● **TASK PROMPT**:
Resume the article about the software engineer and nurse who built Ignitingale together, picking up right after its last sentence.

● **READING PASSAGE**:
A Software Engineer and a Nurse Strike the Match of Innovation
Dr. Mohammad Moshirpour, P.Eng., explains software engineers resemble carpenters: they can build a library, but first they need to know what it’s supposed to look like.
The software engineering professor at the University of Calgary’s Schulich School of Engineering relates this to the many award-winning projects he’s built with his newest partner in development, Dr. Linda Duffett-Leger, a registered nurse and associate professor at the U of C’s Faculty of Nursing. He is the carpenter, and she is the guide.
Dr. Duffett-Leger and Dr. Moshirpour have found common ground in a few areas—they’re innovative and they swiftly put ideas into action. Perhaps most serendipitously, they had mothers who worked as nurses and fathers who worked as engineers, modelling the unique way these two groups of specialists collaborate.
“We understood the complimentary fit between engineering and nursing, and this is something we believe more researchers and students would benefit from understanding. As we shared our stories, it became clear we share a keen interest in developing digital health solutions to address some of the inequities in traditional health and education systems,” Dr. Duffett-Leger explains. To solve these complex issues, she says, the disciplines must work together.
Commonalities fire up collaboration
Together, Dr. Moshirpour and Dr. Duffett-Leger are producing new software to benefit patients, health-care providers, and students in engineering and nursing.
The platform—Ignitingale—will enable professionals to collaborate and students to work together in interdisciplinary groups. Participants can share documents, connect, and chat with one another, and instructors can deploy group assignments and quizzes. Currently, the program teams up engineering and nursing students to imagine innovative software solutions and solve real-world problems for the health-care field. It’s named after Florence Nightingale, a nurse and trailblazer in the development of science-based nursing education, and Schulich Ignite, a successful program Dr. Moshirpour developed to teach programming at high schools and to under-represented populations in the software engineering field.
A hot take: know your user
Dr. Moshirpour explains a fundamental part of developing and designing software is understanding the user’s experience. “Engineers and nurses are practitioners in the business of taking some sort of science and applying it to solve problems—we are very much like-minded. If I want to build a health-care application, I need their guidance. It’s important for engineers to realize the group you are building for needs to be there giving you feedback and requirements every step of the way. That’s a huge part of entrepreneurial thinking, research thinking, and engineering.”
He explains Ignitingale helps nursing students understand how to leverage technology to accomplish goals in health care while teaching engineering students about problems in the industry. “Once we come together, we can actually innovate,” says Dr. Moshirpour. As teachers, he furthers, he and his counterpart often try to think of problems for students to solve, and this program and partnership naturally produces insightful, real-world problems to work on. “This tool in particular, and this way of teaching, really prepares students for the industry and fosters innovation and entrepreneurship."

● **DATA**:
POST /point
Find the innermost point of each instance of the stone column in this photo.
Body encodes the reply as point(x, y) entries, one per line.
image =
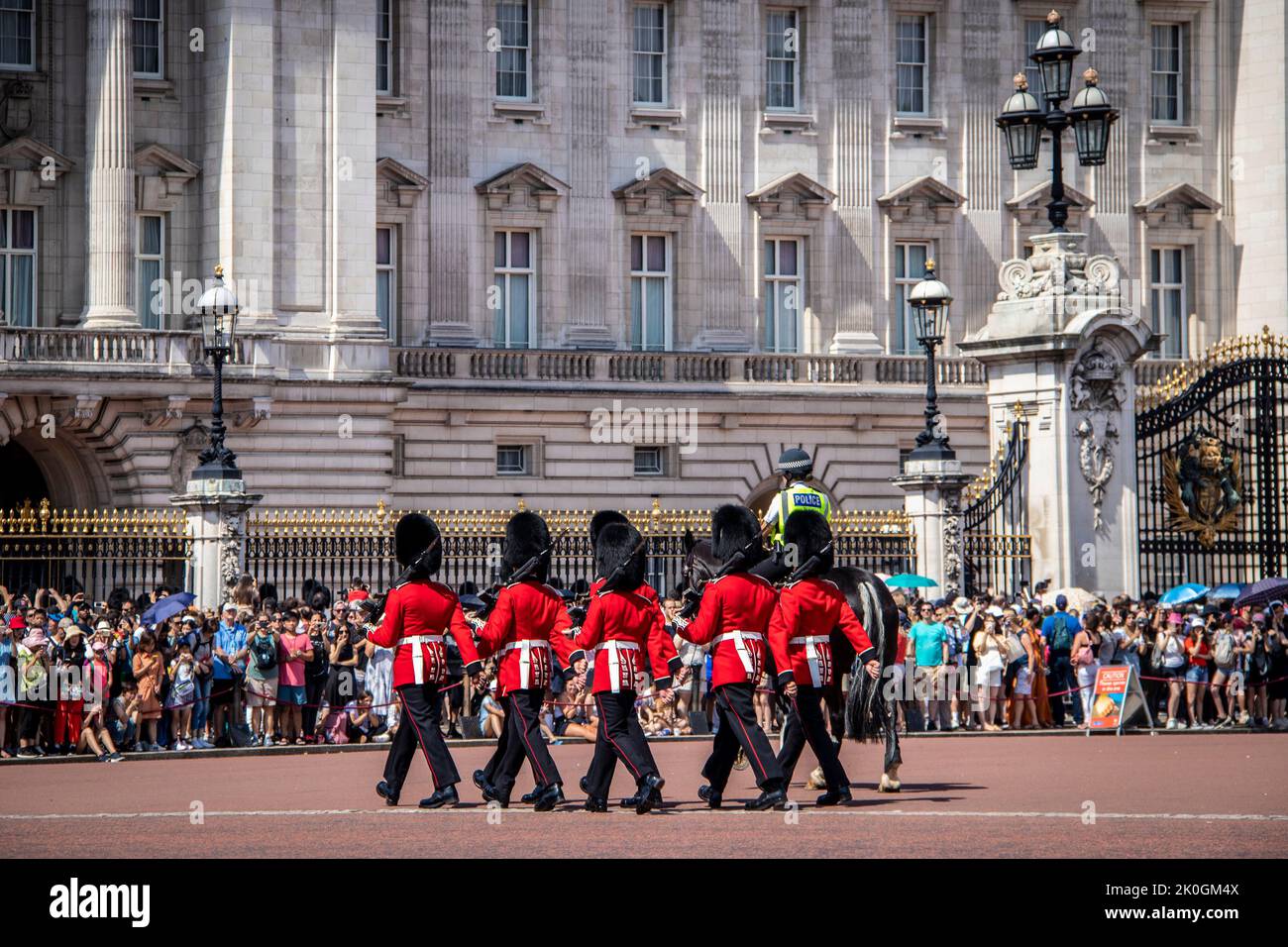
point(932, 492)
point(1060, 343)
point(217, 523)
point(110, 165)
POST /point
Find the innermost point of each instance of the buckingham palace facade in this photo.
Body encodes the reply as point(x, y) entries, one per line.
point(578, 252)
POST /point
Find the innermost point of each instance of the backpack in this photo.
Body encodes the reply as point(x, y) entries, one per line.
point(1060, 637)
point(1224, 652)
point(266, 654)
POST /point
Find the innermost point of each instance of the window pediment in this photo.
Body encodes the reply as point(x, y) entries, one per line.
point(1176, 205)
point(523, 187)
point(791, 196)
point(399, 185)
point(921, 200)
point(160, 178)
point(661, 192)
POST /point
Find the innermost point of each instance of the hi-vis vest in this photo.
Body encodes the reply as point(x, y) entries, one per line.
point(797, 497)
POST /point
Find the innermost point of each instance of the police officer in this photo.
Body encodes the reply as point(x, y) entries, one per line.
point(795, 470)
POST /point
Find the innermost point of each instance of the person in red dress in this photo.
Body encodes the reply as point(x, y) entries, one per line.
point(527, 628)
point(800, 633)
point(733, 618)
point(618, 628)
point(419, 613)
point(665, 669)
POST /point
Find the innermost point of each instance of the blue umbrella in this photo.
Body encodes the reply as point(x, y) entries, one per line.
point(1181, 594)
point(906, 579)
point(165, 607)
point(1231, 590)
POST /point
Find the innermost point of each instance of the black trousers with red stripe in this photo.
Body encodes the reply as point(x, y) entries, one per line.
point(421, 712)
point(737, 715)
point(619, 738)
point(522, 738)
point(805, 723)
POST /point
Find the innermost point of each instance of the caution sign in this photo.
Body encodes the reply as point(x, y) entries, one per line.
point(1116, 698)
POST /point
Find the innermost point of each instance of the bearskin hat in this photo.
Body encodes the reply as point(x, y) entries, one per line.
point(614, 545)
point(412, 536)
point(734, 527)
point(603, 518)
point(810, 535)
point(526, 535)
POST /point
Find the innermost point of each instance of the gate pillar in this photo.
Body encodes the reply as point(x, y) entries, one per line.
point(1061, 343)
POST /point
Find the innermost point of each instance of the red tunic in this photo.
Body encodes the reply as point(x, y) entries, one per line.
point(618, 626)
point(734, 613)
point(417, 616)
point(802, 628)
point(526, 624)
point(662, 651)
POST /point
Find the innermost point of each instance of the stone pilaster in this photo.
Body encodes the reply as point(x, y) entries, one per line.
point(110, 165)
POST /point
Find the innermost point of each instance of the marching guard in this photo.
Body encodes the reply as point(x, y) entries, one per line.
point(527, 628)
point(660, 643)
point(619, 624)
point(809, 609)
point(417, 615)
point(734, 618)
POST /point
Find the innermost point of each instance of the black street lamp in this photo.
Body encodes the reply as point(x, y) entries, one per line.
point(928, 302)
point(218, 309)
point(1091, 116)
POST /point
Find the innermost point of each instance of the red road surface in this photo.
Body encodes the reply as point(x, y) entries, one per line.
point(1193, 795)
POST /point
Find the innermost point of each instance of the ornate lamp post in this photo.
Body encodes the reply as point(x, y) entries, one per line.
point(218, 309)
point(1022, 119)
point(930, 300)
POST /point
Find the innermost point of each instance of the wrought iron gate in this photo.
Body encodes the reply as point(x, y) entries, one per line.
point(997, 551)
point(1211, 468)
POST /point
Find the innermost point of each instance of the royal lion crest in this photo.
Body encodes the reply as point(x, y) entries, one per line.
point(1201, 487)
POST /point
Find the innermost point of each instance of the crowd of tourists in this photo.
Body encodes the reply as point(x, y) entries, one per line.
point(101, 678)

● **RESPONSE BELOW**:
A firehose of projects
The partnership between Dr. Duffett-Leger and Dr. Moshirpour drives the idea of an application production process into hyper speed—and they have many more projects in the works.
When the pandemic halted the delivery of two parenting support programs, the duo created virtual platforms to enable the work to continue. ATTACH provides nursing intervention to mothers exposed to toxic stressors like postpartum depression, poverty, addiction, and intimate-partner violence, preventing developmental delays in infants. VID-KIDS helps new moms navigate their caregiving roles. Dr. Duffett-Leger and Dr. Moshirpour also received funding to create a platform using wearable technologies, like smart watches, to collect data and deliver support to first responders at risk of post-traumatic stress injury disorder and their families.
Dr. Duffett-Leger explains, “The COVID-19 pandemic has highlighted the need for more accessible mental health supports, and we are uniquely positioned to rapidly develop these urgently needed virtual programs.”
The pair also leverages virtual reality to help soothe those with dementia or Alzheimer’s disease and aid in memory recall and retention. “Never in a million years would I have guessed virtual reality could help with memory loss, yet Linda makes that connection, and then I can back it up with technical know-how,” smiles Dr. Moshirpour.
The guide and the carpenter of these digital solutions to education and health-care delivery, Dr. Duffett-Leger and Dr. Moshirpour are an unstoppable duo. The name Ignitingale represents the program in development—and it reflects their partnership.
Together, they continue to ignite innovation to care for those most vulnerable, and they’re teaching the next generation of engineers and nurses to do the same.